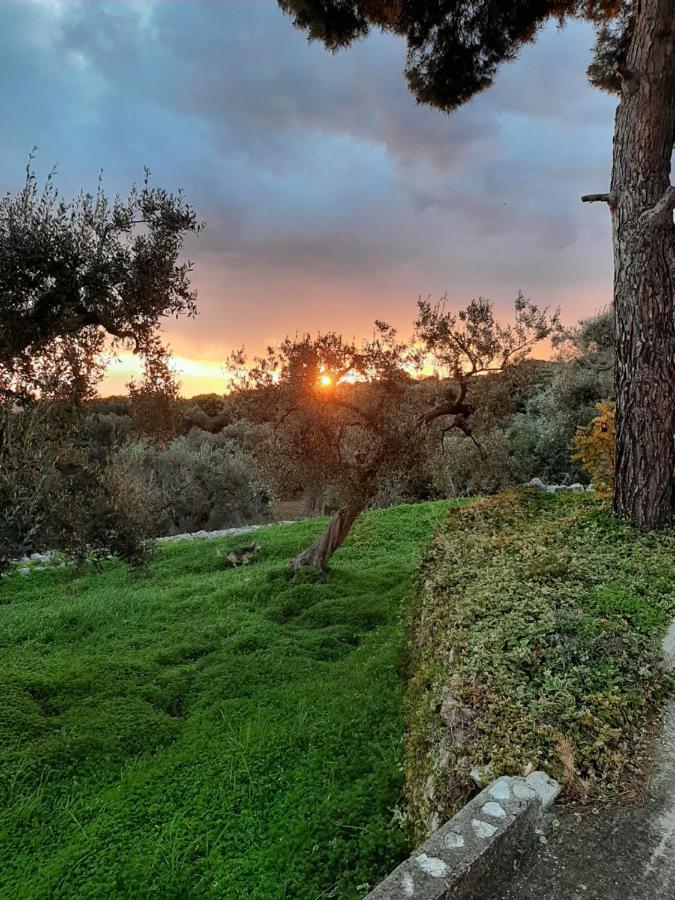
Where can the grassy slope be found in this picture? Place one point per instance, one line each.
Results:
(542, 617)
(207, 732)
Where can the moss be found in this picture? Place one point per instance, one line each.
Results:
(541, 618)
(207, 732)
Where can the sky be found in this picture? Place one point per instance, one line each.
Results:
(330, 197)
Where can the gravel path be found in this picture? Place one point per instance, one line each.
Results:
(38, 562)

★ ★ ★ ★ ★

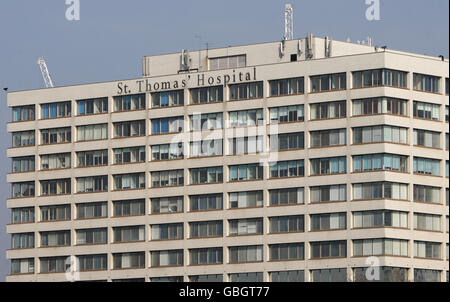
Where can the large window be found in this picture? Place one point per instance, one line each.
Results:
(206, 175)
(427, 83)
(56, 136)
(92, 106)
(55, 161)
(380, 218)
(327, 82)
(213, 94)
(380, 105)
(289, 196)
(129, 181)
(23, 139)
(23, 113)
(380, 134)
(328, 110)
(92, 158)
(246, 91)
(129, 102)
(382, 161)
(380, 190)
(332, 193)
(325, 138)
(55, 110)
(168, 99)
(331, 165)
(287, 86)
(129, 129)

★ ★ ★ ★ ★

# TASK DESCRIPTION
From the listing above, copy every line that holds the string "picture".

# SOLUTION
Where can the grassy slope be found in this picture? Place one point per instance, one line each.
Where can the moss be found in this picture? Place one point per instance, one line each.
Where can the sky be found in this picture? Place one point per instance, one line each.
Where can the gravel path be found in this picture? Place one point per instance, one line each.
Where can the large window be found in this picture? Place one point per instance, one line each.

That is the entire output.